Start of Block
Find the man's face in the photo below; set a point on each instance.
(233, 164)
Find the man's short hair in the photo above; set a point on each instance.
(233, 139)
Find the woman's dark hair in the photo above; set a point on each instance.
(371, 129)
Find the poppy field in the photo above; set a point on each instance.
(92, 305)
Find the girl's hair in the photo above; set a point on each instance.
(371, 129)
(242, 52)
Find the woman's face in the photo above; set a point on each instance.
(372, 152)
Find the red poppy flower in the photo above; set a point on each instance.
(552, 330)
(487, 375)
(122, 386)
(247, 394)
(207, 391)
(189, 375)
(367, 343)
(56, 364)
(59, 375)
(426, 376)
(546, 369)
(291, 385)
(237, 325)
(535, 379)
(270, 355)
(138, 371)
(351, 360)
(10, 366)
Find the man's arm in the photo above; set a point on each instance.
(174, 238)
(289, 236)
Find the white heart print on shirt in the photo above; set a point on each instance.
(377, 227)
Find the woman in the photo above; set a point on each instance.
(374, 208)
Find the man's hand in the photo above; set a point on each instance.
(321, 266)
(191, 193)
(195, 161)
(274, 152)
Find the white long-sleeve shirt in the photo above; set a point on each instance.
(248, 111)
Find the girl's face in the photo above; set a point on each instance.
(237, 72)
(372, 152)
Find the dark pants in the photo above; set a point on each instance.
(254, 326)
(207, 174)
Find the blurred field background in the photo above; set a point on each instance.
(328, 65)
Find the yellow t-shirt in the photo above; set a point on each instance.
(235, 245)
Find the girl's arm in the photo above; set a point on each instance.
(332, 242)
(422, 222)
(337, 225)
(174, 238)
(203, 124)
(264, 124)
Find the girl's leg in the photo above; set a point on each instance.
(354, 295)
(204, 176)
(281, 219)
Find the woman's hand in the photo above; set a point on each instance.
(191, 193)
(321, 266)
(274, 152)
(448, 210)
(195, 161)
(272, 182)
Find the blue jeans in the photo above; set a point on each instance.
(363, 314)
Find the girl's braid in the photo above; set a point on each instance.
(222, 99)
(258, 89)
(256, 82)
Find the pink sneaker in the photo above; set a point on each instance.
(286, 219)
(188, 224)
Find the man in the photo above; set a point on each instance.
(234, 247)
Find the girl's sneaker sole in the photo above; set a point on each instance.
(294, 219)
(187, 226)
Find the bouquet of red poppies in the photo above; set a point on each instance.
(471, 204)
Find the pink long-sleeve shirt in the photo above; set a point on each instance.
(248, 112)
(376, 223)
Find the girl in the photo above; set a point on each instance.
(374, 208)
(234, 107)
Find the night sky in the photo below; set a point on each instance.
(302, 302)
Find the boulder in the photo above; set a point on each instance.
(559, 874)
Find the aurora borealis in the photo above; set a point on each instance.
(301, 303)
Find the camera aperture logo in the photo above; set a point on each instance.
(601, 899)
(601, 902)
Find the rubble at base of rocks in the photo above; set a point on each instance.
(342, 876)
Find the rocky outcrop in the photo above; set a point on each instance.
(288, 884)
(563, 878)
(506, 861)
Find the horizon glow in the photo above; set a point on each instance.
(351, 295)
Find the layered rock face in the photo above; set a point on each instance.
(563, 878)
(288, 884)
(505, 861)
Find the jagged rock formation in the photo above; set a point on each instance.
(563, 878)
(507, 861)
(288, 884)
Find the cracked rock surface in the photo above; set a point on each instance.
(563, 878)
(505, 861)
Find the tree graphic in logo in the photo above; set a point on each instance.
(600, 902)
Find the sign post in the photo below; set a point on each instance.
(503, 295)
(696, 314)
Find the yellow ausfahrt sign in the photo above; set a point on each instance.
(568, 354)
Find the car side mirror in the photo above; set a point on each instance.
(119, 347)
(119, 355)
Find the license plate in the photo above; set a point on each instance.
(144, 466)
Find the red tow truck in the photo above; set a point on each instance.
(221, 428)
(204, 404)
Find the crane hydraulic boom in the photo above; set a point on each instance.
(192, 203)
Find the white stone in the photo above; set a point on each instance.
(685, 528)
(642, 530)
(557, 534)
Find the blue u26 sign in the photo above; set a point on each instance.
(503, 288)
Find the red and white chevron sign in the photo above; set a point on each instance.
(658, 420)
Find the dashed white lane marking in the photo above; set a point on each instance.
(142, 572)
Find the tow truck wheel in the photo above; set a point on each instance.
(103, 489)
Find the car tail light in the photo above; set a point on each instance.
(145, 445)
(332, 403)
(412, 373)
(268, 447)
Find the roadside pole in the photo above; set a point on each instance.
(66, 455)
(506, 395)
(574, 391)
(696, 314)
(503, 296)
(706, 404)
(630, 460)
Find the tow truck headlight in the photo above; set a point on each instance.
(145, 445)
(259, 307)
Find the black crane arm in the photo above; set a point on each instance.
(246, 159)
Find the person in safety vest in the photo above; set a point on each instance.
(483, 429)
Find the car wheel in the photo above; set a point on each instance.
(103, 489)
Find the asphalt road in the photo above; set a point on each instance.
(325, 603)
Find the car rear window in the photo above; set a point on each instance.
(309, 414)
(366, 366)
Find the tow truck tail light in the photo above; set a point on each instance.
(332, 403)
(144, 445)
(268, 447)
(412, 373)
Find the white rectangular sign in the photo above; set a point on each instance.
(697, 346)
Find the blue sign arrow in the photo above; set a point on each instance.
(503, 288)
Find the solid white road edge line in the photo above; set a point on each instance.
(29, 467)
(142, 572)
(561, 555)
End of Block
> YOUR INSTRUCTIONS
Each record above should be output again exactly.

> RESULT FOR THIS EXERCISE
Find the man's face in the photo below; set a point on each instance.
(233, 164)
Find the man's short hair in the photo above; set a point on each instance.
(233, 139)
Find the woman's dark hair in the photo above; set a point on each instance.
(371, 129)
Find the poppy field in the photo above; set a point on each instance.
(92, 305)
Find the girl's hair in the photo above; set a point on each instance.
(371, 129)
(242, 52)
Find the woman's face in the photo above; set a point on each instance.
(372, 152)
Find the red poppy flower in the photo above; set a point on each instance.
(552, 330)
(487, 375)
(122, 386)
(247, 394)
(207, 391)
(189, 375)
(367, 343)
(56, 364)
(59, 375)
(426, 376)
(546, 369)
(291, 385)
(237, 325)
(535, 379)
(270, 355)
(138, 371)
(351, 360)
(10, 366)
Find the man's arm in the photo above; set a point on each instance.
(174, 238)
(289, 236)
Find the white heart print on shirt in the photo above; set a point on each instance.
(377, 227)
Find the woman in the photo above; set a point on each instance.
(374, 208)
Find the man's hand in the photo above; set a point on each instance.
(321, 266)
(191, 193)
(195, 161)
(274, 152)
Find the white long-sleeve shirt in the photo above; set a point on each instance.
(248, 111)
Find the girl's face in the photo above; set a point on each instance.
(237, 72)
(372, 152)
Find the dark pants in the photo above; set a point on each instance.
(254, 326)
(207, 174)
Find the blurred field background in the photo above; set a point on each instance.
(328, 65)
Find the yellow t-shirt in the photo above; set a point on each instance.
(235, 245)
Find the girl's arm in the photo above; set a point on each instance.
(332, 242)
(422, 222)
(337, 225)
(174, 238)
(203, 124)
(264, 124)
Find the girl's leg in the photo above; set a point on each instance.
(354, 295)
(204, 176)
(281, 219)
Find the woman's hand in the photo above; set a point on each instance.
(191, 193)
(321, 266)
(274, 152)
(448, 210)
(195, 161)
(272, 182)
Find the blue jeans in the photo above; set a point on each instance.
(363, 314)
Find the girl's braid in the photo above; set a point on each instance.
(222, 99)
(258, 89)
(256, 82)
Find the pink sneaker in the photo above; set a point on each instance.
(286, 219)
(188, 224)
Find the man in the photo above; set a point on each instance.
(234, 247)
Find the girl's sneaker sole in the photo above; set a point on each instance.
(294, 219)
(187, 226)
Find the bouquet of red poppies in the photo above; set a point on each instance.
(471, 204)
Find the pink long-sleeve shirt in the photo above; set a point on each instance.
(248, 112)
(376, 223)
Find the girl in the photo above; set a point on each instance.
(374, 208)
(234, 107)
Find the night sky in the photo below; set a point on each instance.
(302, 302)
Find the boulder in the photo above; set a point on each instance.
(559, 874)
Find the aurora borealis in the photo above; set a point on each instance.
(301, 303)
Find the camera aperture logo in the photo above; set a point on each instance.
(601, 899)
(601, 902)
Find the rubble at base of rocks in the photo above; set a point on each instance.
(342, 876)
Find the rocky outcrop in the photo above; set a point on each instance.
(288, 884)
(563, 878)
(506, 861)
Find the horizon glow in the photo above; set a point on each instance.
(351, 295)
Find the layered rock face in the photo above; set a point on each instance.
(563, 878)
(288, 884)
(505, 861)
Find the jagged rock formation in the photo above; set a point on each instance.
(563, 878)
(507, 861)
(288, 884)
Find the cracked rock surface in the photo above; set a point on each instance.
(563, 878)
(505, 861)
Find the tree graphic in logo in the photo above; set a point on each instance.
(600, 902)
Find the sign post in the photo below; set a point on each instance.
(503, 295)
(696, 314)
Find the yellow ausfahrt sign in the photo above; set a point on each instance.
(568, 354)
Find the car side mirror in the photo above; set a point on each instance.
(119, 347)
(119, 355)
Find the license plate in the photo above; set a point on each instance.
(144, 466)
Find the red tow truck in the photo above; set a point on each instance.
(221, 428)
(204, 404)
Find the crane hydraulic boom in the photo above; set a point on each instance.
(192, 203)
Find the white stone in the photo above; set a point on each instance.
(685, 528)
(642, 530)
(557, 534)
Find the blue u26 sign in the photo above; set a point on each instance.
(503, 288)
Find the red and white chevron sign in the photo above; set a point on each instance.
(658, 420)
Find the dashed white lane marking in the photo above; set a point on each instance.
(142, 572)
Find the tow truck wheel in the photo above; set a point on each instance.
(103, 489)
Find the car tail light in the photo above; set a point on each instance.
(145, 445)
(332, 403)
(412, 373)
(268, 447)
Find the roadside pole in the photo above; set a point on each instance.
(66, 455)
(506, 395)
(574, 391)
(696, 314)
(503, 296)
(706, 404)
(630, 460)
Find the tow truck headlight in the photo above; set a point on each instance.
(145, 445)
(259, 307)
Find the black crane arm in the photo above; set a point on each instance.
(246, 159)
Find the person in safety vest in the photo above; set a point on each instance.
(483, 429)
Find the car wheel in the photo above; set a point on each instance.
(103, 489)
Find the asphalt road in the photo above; set a point on each instance.
(325, 603)
Find the car rear window in the photo above; set a point on each instance.
(309, 414)
(366, 366)
Find the tow truck tail light in the photo above; set a point on each instance.
(332, 403)
(144, 445)
(268, 447)
(412, 373)
Find the white rectangular sign in the photo above; set a point on each instance.
(697, 346)
Find the blue sign arrow in the photo above; set a point on each instance.
(503, 288)
Find the solid white road edge line in the photo above; set a point on each instance.
(29, 467)
(142, 572)
(561, 555)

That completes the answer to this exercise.